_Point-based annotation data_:

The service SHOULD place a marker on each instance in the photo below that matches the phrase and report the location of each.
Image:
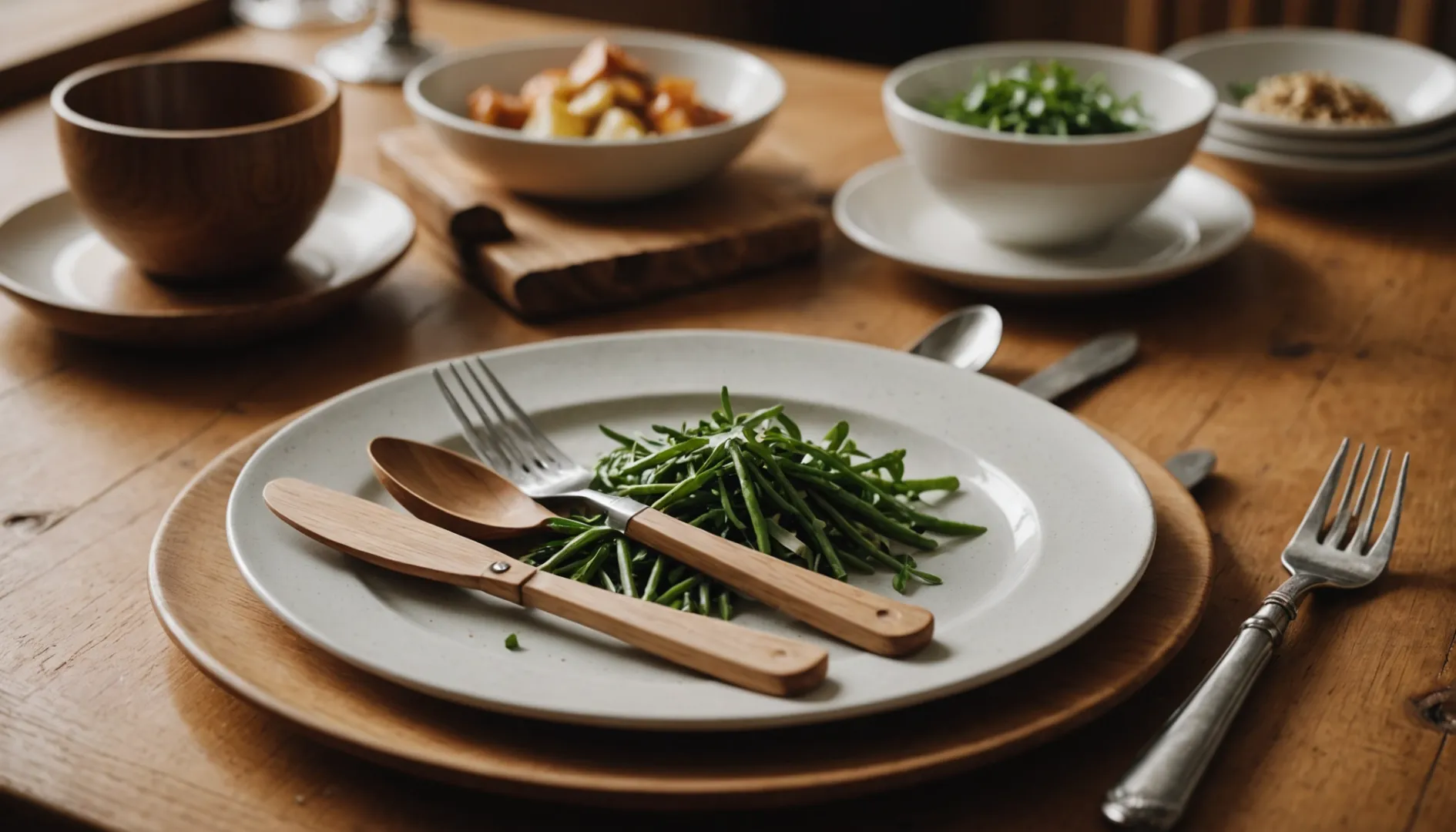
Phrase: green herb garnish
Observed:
(1240, 91)
(754, 480)
(1042, 99)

_Task statement_: Duplicate every line in the rows above without any changes, leaving out the pictures.

_Output for this exercise_:
The service SHOULD place a marker on each instance in the photo below that matches the phrase and report the location of each.
Image:
Phrase: green herb garnish
Observed:
(1240, 91)
(754, 480)
(1042, 99)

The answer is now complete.